__INSTRUCTION 1__: In the article on the Census review, how much was IBM paid to deliver the eCensus capability?
__INSTRUCTION 2__: Which dollar amounts appear in the article on the Census review?

__QUOTED PASSAGE__:
*** Begin section ***

The Prime Minister’s cybersecurity adviser Alastair MacGibbon has turned the slow-motion disaster that was this year’s Census into an opportunity to push for major positive change in the federal bureaucracy, while everyone is paying attention.
He astutely identifies what is at stake — “trust and confidence in the government’s digital transformation agenda, where ‘digital first’ is the overwhelming preference for Australians, underpinned by tangible security and adherence to privacy” — and warns:
“This set-back will have wide-ranging consequences for government. Selling the idea that we are ready for a new digital era just got a lot harder.”
His report notes that the cost, scale and complexity of the Australian Bureau of Statistics’ task in providing an eCensus form was fairly minor in the scheme of government IT projects, and the Census overall:
“In perspective, at around $9.6m – a fraction of the $471m overall spend on the Census – the payment to IBM to deliver the eCensus capability was small. Certainly the sum was small to IBM: between 1 January 2013 and 19 August 2016 IBM was awarded 777 contracts across the Commonwealth Government with a total value of $1.55 billion ($13.7m of which was with the ABS).
“But cost isn’t the only issue. Nor the most important one. Australia now knows that cyber security is not just about national security. Cyber security is about availability of services and confidence in government in a digital age. And the public’s confidence in the ability of government to deliver took a serious blow, more so than any previous IT failure.”
In the circumstances, the ABS was “justified” in shutting down the system in response to the “predictable and defeatable” denial of service attacks, MacGibbon writes. He notes the incident itself “could have been worse” — no data was lost — but says there’s a much more important question here than how to respond to a DOS attack.
Working out “how the Census got to the point where the cyber security arrangements brought into question the trust and confidence in a fundamental government service” will be crucial for government as a whole:
“The public’s lack of confidence will linger. The integrity of the collection and its data are of critical value to Australia.”

*** End section ***

__DATASET EXCERPTS__:
*** Begin section ***

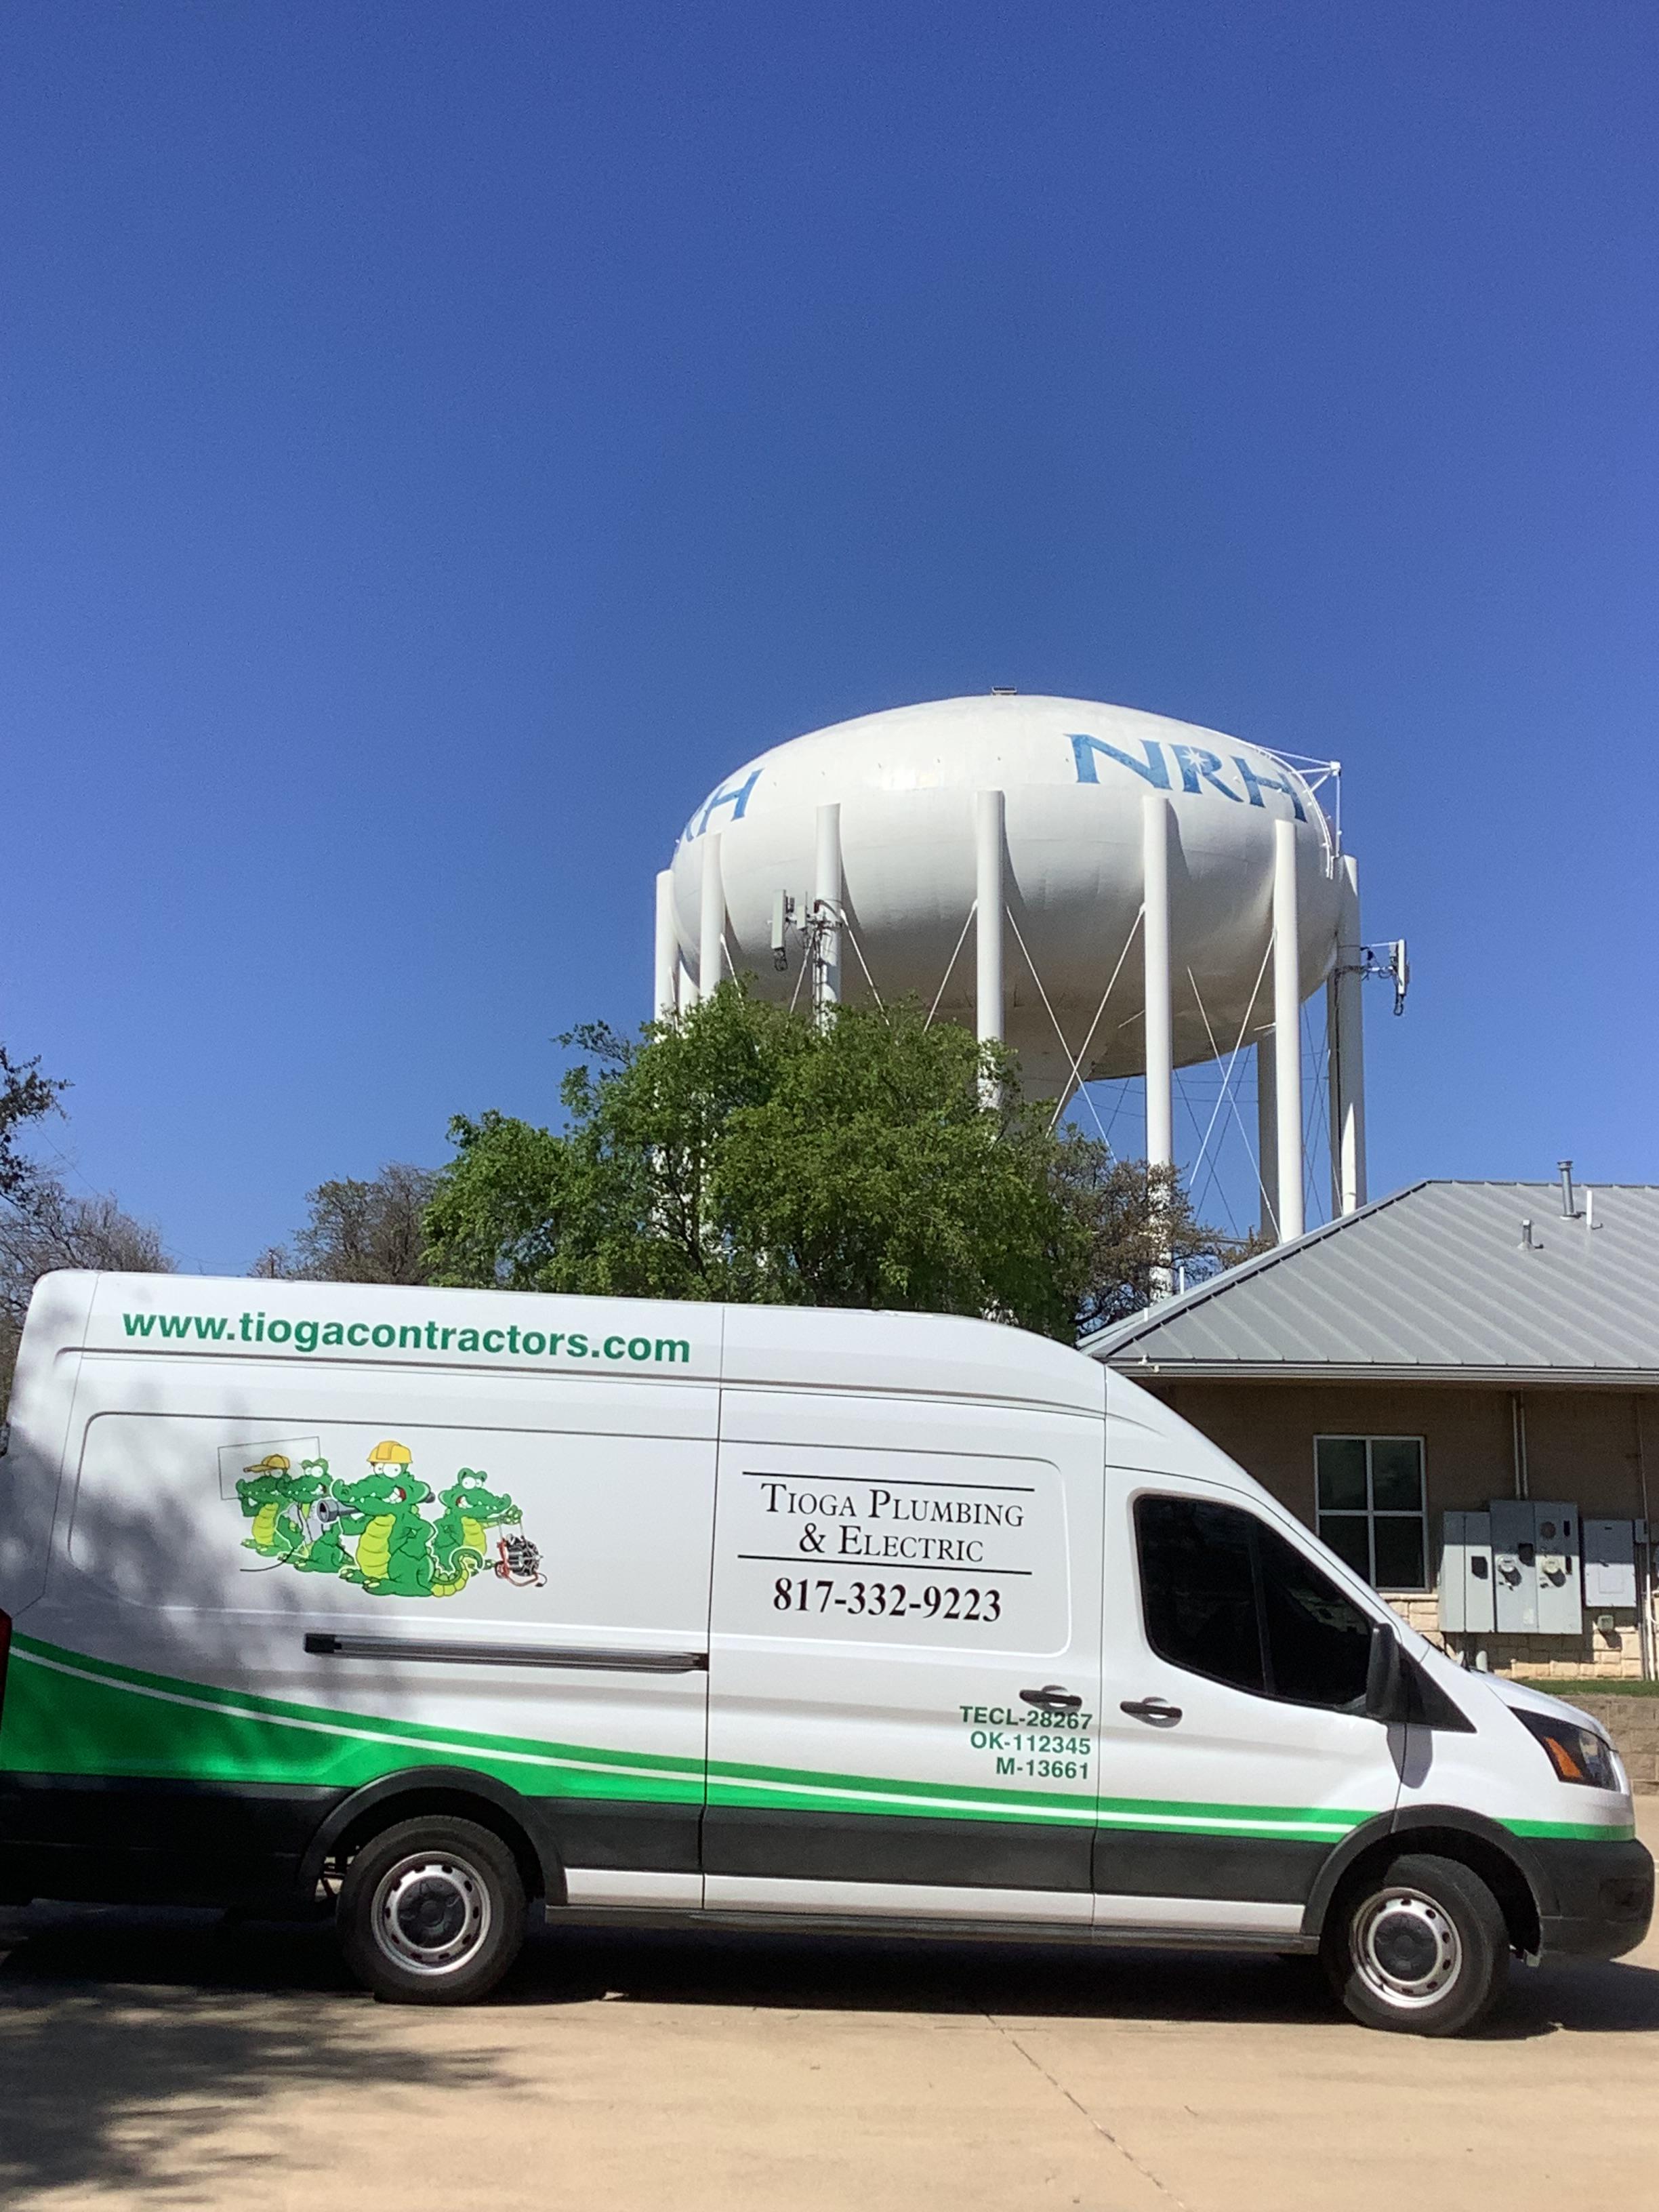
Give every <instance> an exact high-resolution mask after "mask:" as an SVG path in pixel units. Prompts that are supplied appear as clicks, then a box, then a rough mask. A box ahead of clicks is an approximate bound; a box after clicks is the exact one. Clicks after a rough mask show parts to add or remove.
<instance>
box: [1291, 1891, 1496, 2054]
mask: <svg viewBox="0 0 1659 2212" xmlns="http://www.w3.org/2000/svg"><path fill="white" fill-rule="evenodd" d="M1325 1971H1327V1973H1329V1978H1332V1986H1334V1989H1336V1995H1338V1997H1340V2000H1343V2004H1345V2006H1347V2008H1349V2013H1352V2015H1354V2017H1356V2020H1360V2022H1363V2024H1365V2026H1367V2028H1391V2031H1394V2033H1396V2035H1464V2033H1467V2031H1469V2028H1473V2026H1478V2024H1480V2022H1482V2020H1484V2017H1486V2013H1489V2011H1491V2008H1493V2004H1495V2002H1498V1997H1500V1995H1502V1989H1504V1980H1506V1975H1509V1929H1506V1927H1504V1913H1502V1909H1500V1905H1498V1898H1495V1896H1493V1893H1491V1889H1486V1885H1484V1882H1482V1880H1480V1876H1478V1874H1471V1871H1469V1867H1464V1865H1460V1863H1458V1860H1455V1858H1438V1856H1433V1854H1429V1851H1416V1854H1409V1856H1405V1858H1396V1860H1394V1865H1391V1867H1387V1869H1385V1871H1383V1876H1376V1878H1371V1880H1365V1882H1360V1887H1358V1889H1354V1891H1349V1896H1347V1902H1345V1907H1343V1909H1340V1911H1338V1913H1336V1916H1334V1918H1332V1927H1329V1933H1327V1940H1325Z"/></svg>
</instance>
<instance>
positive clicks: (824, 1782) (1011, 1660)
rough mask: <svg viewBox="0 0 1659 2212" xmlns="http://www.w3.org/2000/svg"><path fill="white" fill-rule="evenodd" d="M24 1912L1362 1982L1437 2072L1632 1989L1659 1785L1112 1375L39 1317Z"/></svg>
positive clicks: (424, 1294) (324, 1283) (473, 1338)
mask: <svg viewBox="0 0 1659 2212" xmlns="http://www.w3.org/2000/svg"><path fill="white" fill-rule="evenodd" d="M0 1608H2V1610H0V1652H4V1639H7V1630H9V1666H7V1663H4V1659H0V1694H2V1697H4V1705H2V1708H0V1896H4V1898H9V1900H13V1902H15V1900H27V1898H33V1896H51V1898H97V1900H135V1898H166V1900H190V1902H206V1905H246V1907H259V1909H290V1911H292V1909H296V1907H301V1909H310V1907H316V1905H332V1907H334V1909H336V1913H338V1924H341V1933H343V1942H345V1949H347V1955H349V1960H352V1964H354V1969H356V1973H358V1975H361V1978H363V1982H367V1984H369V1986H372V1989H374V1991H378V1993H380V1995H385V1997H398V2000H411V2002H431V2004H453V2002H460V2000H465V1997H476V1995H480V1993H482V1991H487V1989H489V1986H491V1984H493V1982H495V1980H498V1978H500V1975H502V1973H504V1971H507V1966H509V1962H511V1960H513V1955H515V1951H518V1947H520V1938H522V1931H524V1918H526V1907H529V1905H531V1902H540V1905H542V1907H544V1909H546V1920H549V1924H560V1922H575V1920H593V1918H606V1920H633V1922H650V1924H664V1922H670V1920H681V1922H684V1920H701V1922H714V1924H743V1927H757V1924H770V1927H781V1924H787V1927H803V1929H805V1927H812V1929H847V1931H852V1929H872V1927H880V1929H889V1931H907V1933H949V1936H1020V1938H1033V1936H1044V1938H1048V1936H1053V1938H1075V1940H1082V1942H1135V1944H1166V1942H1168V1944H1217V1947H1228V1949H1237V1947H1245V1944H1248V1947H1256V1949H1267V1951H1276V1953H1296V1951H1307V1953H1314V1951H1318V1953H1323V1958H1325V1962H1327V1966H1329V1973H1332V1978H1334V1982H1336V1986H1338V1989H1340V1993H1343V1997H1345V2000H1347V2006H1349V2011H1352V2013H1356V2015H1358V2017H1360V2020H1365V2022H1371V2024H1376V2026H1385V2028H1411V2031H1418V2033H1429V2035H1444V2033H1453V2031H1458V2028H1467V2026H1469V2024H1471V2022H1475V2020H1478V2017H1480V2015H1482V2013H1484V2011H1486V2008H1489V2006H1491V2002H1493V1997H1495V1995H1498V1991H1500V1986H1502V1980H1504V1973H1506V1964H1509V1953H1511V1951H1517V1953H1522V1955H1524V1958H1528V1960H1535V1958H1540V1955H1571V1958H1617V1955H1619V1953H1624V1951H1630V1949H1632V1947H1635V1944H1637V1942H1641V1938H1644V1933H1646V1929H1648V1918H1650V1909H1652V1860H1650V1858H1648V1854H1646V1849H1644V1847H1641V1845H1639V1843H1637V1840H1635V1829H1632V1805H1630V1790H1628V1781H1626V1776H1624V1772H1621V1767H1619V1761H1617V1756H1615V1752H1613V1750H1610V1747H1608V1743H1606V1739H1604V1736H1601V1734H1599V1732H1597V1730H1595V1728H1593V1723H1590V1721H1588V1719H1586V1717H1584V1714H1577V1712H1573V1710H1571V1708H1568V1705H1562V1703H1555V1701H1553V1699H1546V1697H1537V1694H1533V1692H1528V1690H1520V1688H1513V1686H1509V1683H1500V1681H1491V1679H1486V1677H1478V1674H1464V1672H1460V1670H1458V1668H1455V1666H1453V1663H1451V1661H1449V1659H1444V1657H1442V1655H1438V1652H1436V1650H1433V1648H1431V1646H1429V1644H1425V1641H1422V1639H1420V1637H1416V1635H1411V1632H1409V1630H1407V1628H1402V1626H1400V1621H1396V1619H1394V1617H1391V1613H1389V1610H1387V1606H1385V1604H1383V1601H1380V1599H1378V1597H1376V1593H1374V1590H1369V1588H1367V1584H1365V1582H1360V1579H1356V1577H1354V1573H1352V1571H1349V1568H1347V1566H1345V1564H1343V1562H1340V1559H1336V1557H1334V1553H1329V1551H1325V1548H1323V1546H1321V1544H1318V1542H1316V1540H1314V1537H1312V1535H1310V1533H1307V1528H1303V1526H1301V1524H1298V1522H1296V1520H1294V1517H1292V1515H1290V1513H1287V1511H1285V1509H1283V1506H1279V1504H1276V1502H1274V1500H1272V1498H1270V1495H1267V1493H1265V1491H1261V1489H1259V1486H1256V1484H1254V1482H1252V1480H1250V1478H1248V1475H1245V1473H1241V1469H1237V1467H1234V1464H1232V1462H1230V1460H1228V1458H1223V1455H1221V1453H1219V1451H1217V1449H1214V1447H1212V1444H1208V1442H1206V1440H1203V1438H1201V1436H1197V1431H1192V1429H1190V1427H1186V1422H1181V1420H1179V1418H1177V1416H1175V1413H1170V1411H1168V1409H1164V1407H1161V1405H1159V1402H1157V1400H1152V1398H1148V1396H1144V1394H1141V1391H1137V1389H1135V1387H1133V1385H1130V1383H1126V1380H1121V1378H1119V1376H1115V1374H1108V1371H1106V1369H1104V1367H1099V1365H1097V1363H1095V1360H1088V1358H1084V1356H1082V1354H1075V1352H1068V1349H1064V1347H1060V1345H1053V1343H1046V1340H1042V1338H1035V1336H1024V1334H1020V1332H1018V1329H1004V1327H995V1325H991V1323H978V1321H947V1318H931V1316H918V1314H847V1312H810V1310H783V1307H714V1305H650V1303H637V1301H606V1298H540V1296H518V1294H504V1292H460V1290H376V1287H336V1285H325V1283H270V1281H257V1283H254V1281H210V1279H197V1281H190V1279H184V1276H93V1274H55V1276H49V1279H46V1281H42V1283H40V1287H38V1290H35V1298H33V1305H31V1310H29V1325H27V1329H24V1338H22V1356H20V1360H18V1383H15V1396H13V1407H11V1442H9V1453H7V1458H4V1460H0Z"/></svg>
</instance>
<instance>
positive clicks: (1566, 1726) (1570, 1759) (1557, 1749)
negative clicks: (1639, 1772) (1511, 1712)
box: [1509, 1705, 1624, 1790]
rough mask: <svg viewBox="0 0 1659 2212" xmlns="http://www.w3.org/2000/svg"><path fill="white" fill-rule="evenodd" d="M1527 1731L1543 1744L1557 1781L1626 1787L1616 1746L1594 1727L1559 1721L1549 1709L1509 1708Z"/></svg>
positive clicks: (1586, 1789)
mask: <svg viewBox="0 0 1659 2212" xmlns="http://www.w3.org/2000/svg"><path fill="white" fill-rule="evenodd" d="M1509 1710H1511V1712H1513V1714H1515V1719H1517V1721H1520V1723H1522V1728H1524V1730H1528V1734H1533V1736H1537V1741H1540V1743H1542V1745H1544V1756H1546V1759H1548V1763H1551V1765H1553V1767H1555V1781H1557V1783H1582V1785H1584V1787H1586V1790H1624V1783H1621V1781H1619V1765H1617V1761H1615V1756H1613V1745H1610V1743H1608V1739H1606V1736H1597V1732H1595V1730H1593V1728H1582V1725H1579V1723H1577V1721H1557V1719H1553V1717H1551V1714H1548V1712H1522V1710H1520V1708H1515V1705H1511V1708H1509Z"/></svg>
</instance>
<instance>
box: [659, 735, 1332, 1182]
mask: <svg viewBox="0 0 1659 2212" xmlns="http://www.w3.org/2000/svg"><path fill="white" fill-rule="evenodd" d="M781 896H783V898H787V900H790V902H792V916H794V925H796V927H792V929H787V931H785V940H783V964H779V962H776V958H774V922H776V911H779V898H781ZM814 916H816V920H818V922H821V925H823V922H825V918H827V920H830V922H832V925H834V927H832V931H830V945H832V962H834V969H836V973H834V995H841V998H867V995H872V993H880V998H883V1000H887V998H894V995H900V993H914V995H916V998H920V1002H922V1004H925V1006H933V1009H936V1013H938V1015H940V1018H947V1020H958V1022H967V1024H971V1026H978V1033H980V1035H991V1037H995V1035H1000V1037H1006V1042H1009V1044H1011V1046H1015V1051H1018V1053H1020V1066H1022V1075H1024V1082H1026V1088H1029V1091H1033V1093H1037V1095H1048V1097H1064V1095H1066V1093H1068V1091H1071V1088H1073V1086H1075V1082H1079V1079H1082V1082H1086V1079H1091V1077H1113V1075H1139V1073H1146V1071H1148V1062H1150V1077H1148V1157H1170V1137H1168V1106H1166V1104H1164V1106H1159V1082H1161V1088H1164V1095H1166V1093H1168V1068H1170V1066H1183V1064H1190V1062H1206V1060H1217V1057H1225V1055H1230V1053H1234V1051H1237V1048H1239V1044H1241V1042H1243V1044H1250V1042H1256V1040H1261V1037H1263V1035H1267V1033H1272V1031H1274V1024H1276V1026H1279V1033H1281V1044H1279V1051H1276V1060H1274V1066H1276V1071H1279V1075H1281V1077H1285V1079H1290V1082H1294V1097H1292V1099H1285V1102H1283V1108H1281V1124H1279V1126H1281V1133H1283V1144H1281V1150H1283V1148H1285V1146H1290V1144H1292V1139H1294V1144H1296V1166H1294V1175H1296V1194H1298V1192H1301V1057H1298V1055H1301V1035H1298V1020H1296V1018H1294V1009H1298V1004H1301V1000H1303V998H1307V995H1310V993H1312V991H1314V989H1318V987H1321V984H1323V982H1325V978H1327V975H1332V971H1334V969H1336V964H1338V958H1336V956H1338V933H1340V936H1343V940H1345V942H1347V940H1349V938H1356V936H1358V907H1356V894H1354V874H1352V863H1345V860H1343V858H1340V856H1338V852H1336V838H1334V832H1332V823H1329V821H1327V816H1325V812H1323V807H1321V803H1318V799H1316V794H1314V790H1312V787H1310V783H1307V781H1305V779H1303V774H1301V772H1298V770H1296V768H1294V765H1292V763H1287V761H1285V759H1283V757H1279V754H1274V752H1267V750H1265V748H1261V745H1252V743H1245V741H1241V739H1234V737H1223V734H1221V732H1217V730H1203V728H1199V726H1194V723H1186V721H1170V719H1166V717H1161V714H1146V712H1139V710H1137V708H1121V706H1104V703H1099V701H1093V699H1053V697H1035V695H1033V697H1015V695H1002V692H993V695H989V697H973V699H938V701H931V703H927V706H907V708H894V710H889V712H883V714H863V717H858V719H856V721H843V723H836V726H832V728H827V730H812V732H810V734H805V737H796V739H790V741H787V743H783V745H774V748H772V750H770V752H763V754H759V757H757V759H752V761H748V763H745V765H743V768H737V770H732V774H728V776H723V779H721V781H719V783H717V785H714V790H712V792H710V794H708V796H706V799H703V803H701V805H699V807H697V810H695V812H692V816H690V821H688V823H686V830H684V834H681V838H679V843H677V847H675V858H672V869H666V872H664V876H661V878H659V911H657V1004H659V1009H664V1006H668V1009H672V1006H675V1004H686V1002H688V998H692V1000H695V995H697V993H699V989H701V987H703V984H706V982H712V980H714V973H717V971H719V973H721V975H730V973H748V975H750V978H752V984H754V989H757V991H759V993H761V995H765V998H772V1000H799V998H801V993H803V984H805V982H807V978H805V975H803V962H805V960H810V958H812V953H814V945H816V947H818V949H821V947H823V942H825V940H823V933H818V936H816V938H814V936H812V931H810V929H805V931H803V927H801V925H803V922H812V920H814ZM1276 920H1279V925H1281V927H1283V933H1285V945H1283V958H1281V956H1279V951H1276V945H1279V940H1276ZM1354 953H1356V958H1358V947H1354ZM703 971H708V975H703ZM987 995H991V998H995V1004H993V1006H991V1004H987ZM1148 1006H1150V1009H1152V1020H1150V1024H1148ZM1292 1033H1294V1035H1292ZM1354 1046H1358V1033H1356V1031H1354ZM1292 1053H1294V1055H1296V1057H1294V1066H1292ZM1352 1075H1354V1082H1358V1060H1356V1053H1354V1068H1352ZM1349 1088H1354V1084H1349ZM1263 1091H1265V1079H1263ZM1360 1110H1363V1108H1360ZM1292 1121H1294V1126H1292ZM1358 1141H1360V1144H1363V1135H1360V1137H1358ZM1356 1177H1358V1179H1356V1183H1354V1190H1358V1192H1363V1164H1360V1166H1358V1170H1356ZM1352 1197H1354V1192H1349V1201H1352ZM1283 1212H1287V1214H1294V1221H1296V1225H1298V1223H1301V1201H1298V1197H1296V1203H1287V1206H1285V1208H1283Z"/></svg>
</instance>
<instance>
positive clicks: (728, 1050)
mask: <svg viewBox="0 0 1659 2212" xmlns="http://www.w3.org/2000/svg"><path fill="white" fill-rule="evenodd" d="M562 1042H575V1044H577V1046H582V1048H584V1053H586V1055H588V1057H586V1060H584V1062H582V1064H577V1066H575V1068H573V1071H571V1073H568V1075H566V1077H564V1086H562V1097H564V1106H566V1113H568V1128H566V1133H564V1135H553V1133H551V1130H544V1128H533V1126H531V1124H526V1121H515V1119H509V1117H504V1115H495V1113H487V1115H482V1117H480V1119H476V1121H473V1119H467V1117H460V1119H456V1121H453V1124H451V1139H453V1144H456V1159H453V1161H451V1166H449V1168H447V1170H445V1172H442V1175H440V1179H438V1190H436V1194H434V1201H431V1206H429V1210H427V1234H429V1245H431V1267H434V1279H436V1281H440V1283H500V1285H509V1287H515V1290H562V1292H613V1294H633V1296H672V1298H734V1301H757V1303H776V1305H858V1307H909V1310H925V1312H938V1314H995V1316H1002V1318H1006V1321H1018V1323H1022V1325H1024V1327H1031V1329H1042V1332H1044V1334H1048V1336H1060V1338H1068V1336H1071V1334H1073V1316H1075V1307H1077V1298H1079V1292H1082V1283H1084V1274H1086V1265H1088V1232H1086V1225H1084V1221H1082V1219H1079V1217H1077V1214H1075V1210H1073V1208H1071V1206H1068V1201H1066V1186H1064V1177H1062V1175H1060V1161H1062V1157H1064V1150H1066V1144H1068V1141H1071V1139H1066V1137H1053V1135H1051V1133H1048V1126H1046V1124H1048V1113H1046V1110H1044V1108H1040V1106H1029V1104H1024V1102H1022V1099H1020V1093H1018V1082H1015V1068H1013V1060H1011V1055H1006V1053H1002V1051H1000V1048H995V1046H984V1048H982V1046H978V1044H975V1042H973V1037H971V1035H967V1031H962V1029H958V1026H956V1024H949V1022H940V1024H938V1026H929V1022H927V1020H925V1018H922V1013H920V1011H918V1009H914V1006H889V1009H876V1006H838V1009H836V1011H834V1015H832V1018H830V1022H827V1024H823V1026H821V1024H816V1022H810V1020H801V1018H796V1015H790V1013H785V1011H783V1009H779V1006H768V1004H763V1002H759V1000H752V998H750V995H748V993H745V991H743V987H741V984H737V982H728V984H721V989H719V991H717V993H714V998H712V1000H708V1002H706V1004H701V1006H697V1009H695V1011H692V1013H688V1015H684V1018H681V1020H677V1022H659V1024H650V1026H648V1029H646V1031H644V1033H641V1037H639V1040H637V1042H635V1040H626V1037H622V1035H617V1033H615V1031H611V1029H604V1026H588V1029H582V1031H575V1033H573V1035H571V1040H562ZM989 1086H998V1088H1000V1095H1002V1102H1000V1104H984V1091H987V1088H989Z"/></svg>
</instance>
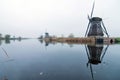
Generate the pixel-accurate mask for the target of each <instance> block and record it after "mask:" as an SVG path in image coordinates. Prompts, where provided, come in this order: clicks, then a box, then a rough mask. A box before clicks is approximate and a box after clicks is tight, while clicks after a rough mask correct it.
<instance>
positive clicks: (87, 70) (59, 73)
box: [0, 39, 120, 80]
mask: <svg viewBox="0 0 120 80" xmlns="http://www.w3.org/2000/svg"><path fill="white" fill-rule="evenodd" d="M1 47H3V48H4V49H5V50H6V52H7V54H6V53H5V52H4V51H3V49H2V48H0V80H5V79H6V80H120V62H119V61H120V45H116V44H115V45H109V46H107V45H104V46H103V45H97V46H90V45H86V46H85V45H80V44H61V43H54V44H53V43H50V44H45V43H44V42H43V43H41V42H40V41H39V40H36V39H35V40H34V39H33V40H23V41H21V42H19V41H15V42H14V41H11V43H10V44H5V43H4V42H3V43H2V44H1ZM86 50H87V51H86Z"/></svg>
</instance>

*** End section ***

__EXERCISE OUTPUT 1__: Around $9.6 million.

__EXERCISE OUTPUT 2__: $9.6m, $471m, $1.55 billion, $13.7m